Short problem: Reproduce word for word the part of the karaage passage starting at "Karaage (唐揚げ, 空揚げ, or" and ending at "be called Tatsuta-age(竜田揚げ).".

Source document:
###

Karaage (唐揚げ, 空揚げ, or から揚げ, [kaɾa aɡe]) is a Japanese cooking technique in which various foods—most often chicken, but also other meat and fish—are deep fried in oil. The process involves lightly coating small pieces of the meat or fish with a combination of flour and potato starch or corn starch, and frying in a light oil. The foods are marinated prior to coating. The process differs from the preparation of tempura, which is not marinated and uses a batter for coating. Karaage is often served alone or with rice and shredded cabbage.
When the main ingredient is coated with starch instead of flour, the dish may be called Tatsuta-age(竜田揚げ).
The first references to a style of frying called karaage (then written as 空揚) were in the Genroku period at the end of the 17th century. Chicken karaage was popularized as a "Chinese-style" restaurant food (using the characters 唐揚) in the 1930s.

###

Data provided:

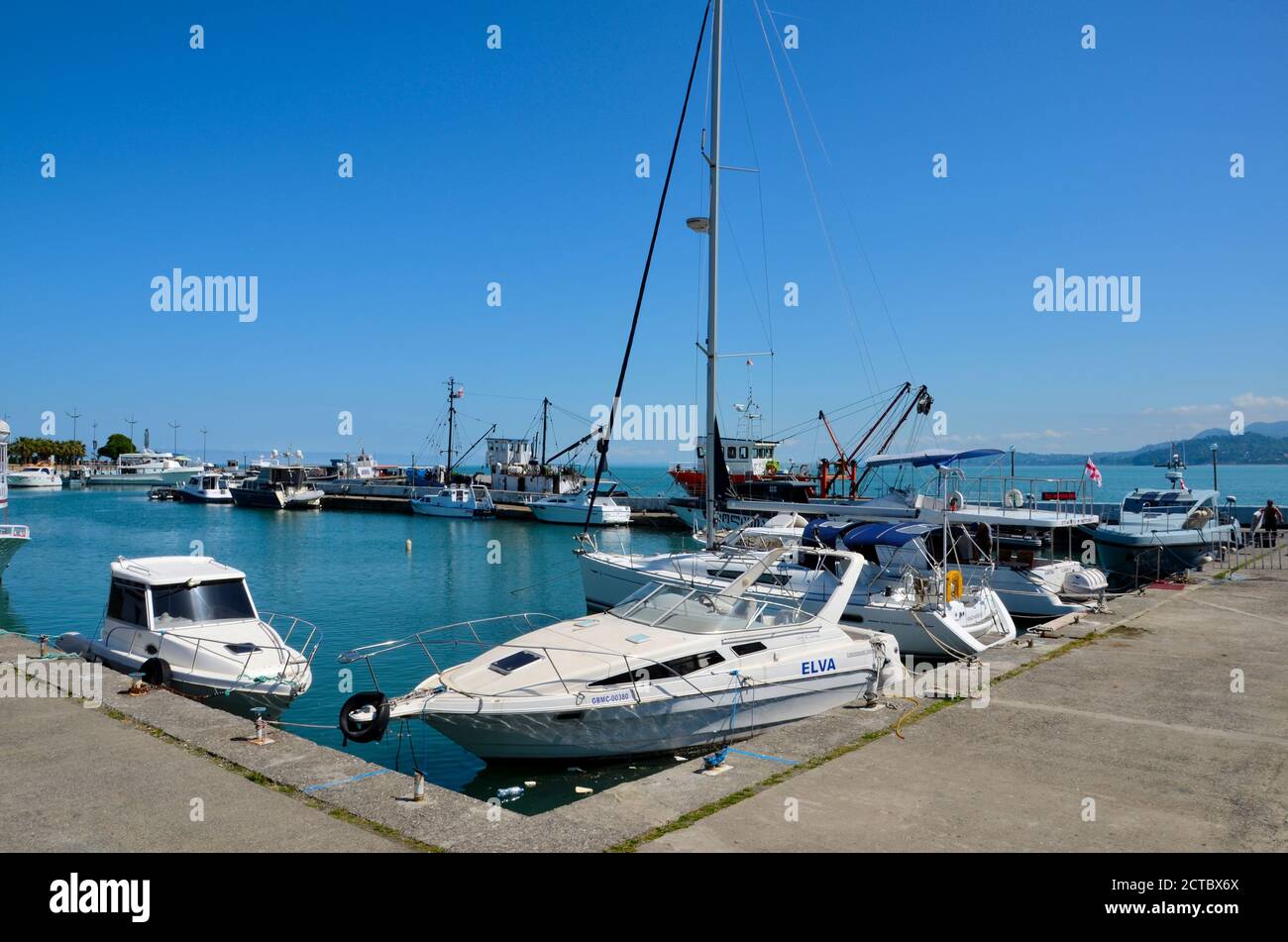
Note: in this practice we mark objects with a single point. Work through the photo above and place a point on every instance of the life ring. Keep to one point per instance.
(365, 731)
(954, 584)
(156, 672)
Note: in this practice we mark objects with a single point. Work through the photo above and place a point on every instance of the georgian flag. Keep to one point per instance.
(1094, 472)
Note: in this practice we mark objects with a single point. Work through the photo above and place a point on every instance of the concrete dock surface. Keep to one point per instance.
(1125, 731)
(1145, 723)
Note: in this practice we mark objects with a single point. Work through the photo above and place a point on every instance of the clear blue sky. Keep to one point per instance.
(518, 166)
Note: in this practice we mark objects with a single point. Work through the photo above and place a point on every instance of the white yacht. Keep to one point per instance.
(278, 486)
(189, 622)
(456, 501)
(1001, 511)
(928, 610)
(205, 488)
(147, 468)
(13, 537)
(35, 476)
(670, 668)
(572, 508)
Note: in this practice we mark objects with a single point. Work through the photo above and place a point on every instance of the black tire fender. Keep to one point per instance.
(357, 731)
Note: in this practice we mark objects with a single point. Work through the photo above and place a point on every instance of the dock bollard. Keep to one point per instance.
(261, 726)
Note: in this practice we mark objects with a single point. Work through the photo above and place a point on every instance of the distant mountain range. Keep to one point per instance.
(1261, 443)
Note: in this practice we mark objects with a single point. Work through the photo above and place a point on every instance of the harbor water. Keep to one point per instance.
(351, 575)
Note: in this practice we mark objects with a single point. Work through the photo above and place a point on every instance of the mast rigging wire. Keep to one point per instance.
(648, 262)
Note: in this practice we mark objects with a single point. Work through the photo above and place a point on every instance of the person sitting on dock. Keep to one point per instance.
(1271, 519)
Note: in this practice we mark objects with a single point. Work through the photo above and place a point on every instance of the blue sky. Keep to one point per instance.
(518, 166)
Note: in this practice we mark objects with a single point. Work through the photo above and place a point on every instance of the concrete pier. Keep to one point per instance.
(1160, 723)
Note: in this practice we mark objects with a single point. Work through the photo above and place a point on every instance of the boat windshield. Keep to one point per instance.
(179, 606)
(703, 613)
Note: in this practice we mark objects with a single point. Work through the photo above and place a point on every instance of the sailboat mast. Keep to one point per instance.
(713, 248)
(451, 422)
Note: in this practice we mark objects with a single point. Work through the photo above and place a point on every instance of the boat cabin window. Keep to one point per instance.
(695, 611)
(175, 606)
(127, 602)
(678, 667)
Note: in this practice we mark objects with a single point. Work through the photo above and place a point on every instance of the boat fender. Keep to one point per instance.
(156, 672)
(365, 730)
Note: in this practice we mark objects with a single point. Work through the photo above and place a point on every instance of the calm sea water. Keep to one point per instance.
(346, 572)
(349, 575)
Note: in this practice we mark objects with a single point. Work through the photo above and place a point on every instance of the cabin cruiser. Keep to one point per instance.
(670, 668)
(13, 537)
(456, 501)
(147, 468)
(278, 486)
(927, 609)
(189, 623)
(34, 476)
(574, 508)
(205, 488)
(1164, 532)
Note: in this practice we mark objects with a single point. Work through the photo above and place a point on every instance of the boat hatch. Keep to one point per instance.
(513, 662)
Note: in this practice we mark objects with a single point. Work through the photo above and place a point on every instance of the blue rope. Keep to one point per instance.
(717, 758)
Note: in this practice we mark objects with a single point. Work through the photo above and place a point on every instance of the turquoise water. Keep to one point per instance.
(346, 572)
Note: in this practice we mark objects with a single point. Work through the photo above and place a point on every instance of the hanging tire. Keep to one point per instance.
(156, 672)
(365, 731)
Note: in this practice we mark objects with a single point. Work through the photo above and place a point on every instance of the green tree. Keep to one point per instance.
(116, 446)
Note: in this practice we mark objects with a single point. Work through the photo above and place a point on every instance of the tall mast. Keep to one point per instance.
(545, 412)
(451, 422)
(713, 236)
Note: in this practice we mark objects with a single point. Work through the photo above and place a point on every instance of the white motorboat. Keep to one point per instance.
(189, 622)
(670, 668)
(278, 486)
(930, 611)
(572, 508)
(147, 468)
(34, 476)
(995, 511)
(13, 537)
(205, 488)
(456, 501)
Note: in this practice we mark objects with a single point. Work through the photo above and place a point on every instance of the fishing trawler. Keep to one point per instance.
(278, 486)
(455, 498)
(670, 668)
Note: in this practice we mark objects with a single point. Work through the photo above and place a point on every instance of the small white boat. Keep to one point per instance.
(35, 476)
(13, 537)
(456, 501)
(189, 622)
(205, 488)
(146, 468)
(670, 668)
(571, 508)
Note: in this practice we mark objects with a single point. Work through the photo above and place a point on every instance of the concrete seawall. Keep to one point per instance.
(1134, 709)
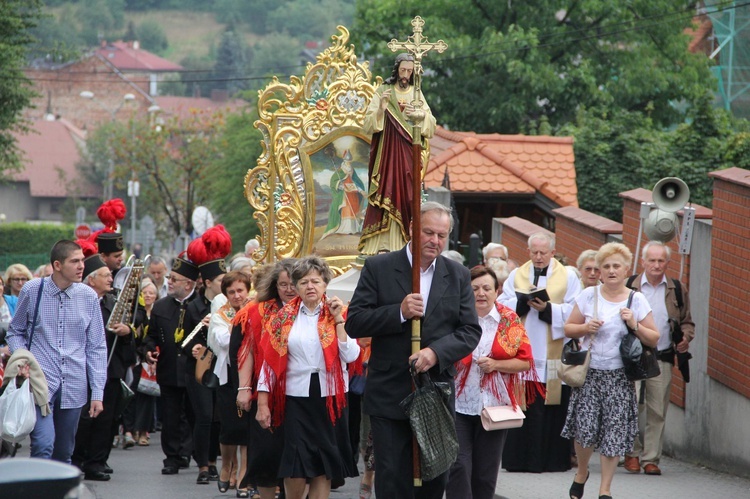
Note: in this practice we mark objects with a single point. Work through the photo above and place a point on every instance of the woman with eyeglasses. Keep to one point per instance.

###

Solution below:
Karaage (唐揚げ, 空揚げ, or から揚げ, [kaɾa aɡe]) is a Japanese cooking technique in which various foods—most often chicken, but also other meat and fish—are deep fried in oil. The process involves lightly coating small pieces of the meat or fish with a combination of flour and potato starch or corn starch, and frying in a light oil. The foods are marinated prior to coating. The process differs from the preparation of tempura, which is not marinated and uses a batter for coating. Karaage is often served alone or with rice and shredded cabbage.
When the main ingredient is coated with starch instead of flour, the dish may be called Tatsuta-age(竜田揚げ).